***** TESTO DI PARTENZA

I Ros avevano ipotizzato un collegamento tra 007 italiani e il riscatto degli ostaggi: «Mai preso soldi per liberare nessuno»

Gian Marco Chiocci

da Roma

È una sorta di fatwa giudiziaria. Una specie di editto-querela nei confronti dei carabinieri del Ros colpevoli d’aver anche solo ipotizzato un collegamento diretto con i sequestratori degli ostaggi italiani in Iraq, con i servizi segreti o il governo di Roma, e con i milioni di dollari presumibilmente sborsati quale ricompensa per la liberazione dei rapiti. L’Associazione degli ulema in Irak ha stilato una lunga nota - che poi è diventata oggetto di attacchinaggio e volantinaggio nelle principali città irachene - per smentire e deplorare con veemenza le accuse sul pagamento dei riscatti apparse contro il leader spirituale Abdul Salam Al-Kubaisi in un articolo di Repubblica del 30 gennaio scorso (i cui riferimenti al pagamento del riscatto sono stati smentiti dalla procura di Roma, dai stessi carabinieri nonché da Palazzo Chigi) e riprese dal giornale saudita Al-Watan.
Nel rivolgersi ai frequentatori delle tremila moschee sunnite, l’associazione politico-religiosa che si rifà al Consiglio degli Ulema di cui fa parte proprio Abdul Salam al Kubaisi, respinge senza mezzi termini qualsiasi accostamento con i gruppi paramilitari specializzati nei sequestri e con le bande che danno vita alla resistenza armata.

**********

# [COMPLETA QUANTO SEGUE]
1) Secondo il testo di partenza, su quale giornale italiano è uscito l'articolo del 30 gennaio con le accuse sul pagamento dei riscatti?
2) Elenca tutti i soggetti che, stando al testo di partenza, hanno smentito i riferimenti al pagamento del riscatto contenuti nell'articolo del 30 gennaio.
Per favore, basati soltanto sul testo di partenza.

***** ELENCO

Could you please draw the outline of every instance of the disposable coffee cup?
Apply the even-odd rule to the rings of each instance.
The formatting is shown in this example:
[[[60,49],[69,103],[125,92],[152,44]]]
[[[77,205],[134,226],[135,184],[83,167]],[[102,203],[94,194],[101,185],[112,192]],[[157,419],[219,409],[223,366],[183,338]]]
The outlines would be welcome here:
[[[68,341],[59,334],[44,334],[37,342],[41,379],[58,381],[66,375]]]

**********

# [RISULTATI]
1) Su Repubblica.

2) La procura di Roma, i carabinieri, Palazzo Chigi.